But first, on what Don Nelson has given basketball and the Warriors.


R.I.P. Nellieball

Don NelsonMost sad about the end of the Don Nelson era in Oakland, as reported by FanHouse's Sam Amick last night, is that Nellie had become a parody of himself over the last two years. This final campaign, in which Corey Maggette played most of his minutes as a power forward -- Corey Maggette! -- wasn't even Nellieball. It was the version of Nellieball a sentient blender would come up with. Just an absolute mess.

That's not Nellie. Well, OK, he's a mess. He wears stretch turtlenecks, walks his dog on the roof of Warriors' headquarters and drinks cheap beer the second he leaves the floor, without fail. He's a mess. But for so long Nellieball was a beautiful mess, a chaotic order that left conservative viewers shaking their heads and bleating about the fundamentals, while fans of a more aesthetic basketball gaped in awe.
────────
## WHAT YOU WILL DO:
A - In the passage on Don Nelson, which player spent most of his minutes at power forward during the final campaign?
B - Continue the passage on Don Nelson from its last sentence.
────────
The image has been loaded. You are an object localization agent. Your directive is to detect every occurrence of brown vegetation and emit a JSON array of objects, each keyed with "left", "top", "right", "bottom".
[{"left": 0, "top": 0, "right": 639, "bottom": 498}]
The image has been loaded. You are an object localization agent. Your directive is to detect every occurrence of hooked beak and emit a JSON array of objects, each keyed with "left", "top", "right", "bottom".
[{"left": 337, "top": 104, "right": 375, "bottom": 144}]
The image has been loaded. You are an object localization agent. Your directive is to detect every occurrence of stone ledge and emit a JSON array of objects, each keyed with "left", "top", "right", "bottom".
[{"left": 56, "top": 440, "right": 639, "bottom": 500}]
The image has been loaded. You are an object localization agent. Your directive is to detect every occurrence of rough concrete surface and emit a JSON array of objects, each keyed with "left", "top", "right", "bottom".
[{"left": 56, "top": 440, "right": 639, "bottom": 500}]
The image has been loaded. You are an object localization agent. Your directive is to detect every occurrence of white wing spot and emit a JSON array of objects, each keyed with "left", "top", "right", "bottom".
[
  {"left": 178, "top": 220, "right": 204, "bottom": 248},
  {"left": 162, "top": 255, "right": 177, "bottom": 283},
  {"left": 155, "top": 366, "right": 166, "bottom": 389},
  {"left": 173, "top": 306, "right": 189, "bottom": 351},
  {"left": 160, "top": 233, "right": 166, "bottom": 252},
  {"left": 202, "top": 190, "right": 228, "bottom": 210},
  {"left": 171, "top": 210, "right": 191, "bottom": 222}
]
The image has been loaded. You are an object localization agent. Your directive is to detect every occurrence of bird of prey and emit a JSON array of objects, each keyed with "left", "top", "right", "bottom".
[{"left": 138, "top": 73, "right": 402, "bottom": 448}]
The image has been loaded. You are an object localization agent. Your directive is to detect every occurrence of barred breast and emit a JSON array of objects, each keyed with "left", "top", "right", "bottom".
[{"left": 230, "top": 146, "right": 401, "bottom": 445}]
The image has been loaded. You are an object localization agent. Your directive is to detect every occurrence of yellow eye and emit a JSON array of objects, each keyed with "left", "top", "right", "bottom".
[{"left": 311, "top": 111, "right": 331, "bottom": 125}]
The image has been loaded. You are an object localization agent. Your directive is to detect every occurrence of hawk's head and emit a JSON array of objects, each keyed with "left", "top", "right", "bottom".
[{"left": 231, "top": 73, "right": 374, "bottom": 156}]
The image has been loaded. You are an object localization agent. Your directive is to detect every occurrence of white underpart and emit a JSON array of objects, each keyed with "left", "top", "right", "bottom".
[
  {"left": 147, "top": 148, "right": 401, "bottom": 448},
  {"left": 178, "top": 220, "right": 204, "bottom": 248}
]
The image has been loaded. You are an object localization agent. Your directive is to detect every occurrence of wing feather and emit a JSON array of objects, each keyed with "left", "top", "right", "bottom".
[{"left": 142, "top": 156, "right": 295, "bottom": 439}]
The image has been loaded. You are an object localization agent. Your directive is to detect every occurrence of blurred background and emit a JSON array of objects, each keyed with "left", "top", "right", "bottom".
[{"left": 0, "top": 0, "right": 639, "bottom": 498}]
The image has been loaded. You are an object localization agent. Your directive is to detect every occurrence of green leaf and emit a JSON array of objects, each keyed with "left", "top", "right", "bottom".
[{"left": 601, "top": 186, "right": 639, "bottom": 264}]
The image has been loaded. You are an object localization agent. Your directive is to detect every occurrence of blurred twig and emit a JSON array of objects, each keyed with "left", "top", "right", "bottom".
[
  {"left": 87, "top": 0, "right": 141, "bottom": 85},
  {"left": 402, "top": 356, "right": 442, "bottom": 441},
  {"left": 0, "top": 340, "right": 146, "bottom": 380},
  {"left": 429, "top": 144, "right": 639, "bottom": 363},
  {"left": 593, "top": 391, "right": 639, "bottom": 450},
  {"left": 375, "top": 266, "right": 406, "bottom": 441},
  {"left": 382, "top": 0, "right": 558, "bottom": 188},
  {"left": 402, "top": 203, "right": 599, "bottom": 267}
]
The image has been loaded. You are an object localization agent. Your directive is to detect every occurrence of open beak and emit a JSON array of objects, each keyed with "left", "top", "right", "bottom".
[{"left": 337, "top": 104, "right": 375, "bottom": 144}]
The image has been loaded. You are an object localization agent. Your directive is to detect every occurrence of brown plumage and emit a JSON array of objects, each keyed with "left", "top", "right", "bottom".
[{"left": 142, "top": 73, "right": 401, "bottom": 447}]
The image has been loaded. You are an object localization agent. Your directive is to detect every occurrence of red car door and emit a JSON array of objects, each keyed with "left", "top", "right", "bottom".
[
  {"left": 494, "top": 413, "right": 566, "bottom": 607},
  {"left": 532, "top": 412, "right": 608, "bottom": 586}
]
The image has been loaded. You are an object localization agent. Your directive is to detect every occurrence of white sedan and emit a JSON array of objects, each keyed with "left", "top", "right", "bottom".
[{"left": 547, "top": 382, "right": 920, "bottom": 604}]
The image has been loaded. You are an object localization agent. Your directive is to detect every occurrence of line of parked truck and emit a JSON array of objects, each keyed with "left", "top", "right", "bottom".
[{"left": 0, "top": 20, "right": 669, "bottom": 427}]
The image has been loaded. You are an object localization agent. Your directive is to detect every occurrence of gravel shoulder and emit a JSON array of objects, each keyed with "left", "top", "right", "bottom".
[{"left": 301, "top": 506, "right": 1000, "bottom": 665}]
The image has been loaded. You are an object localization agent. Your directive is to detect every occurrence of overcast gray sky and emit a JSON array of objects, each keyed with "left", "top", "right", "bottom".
────────
## TASK RESPONSES:
A - Corey Maggette

B -
Man, Nellie had some really weird ideas. He didn't invent the idea of the giant shooter. Well, he kind-of did: in Nellie's virgin year at Golden State, in 1988-89, he had a fourth-year 7'6 Sudanese center named Manute Bol take 91 3-point attempts. Bol became the first 7-footer in the three-point era to take so many as 25 threes in a season. In Dallas, with Dirk Nowitzki and then Raef LaFrentz and Wang Zhizhi, Nelson became addicted to the idea. And while it worked for Dirk and created a new strain of the "perimeter big man" genome (word to Andrea Bargnani), it's an idea that hasn't been widely adopted.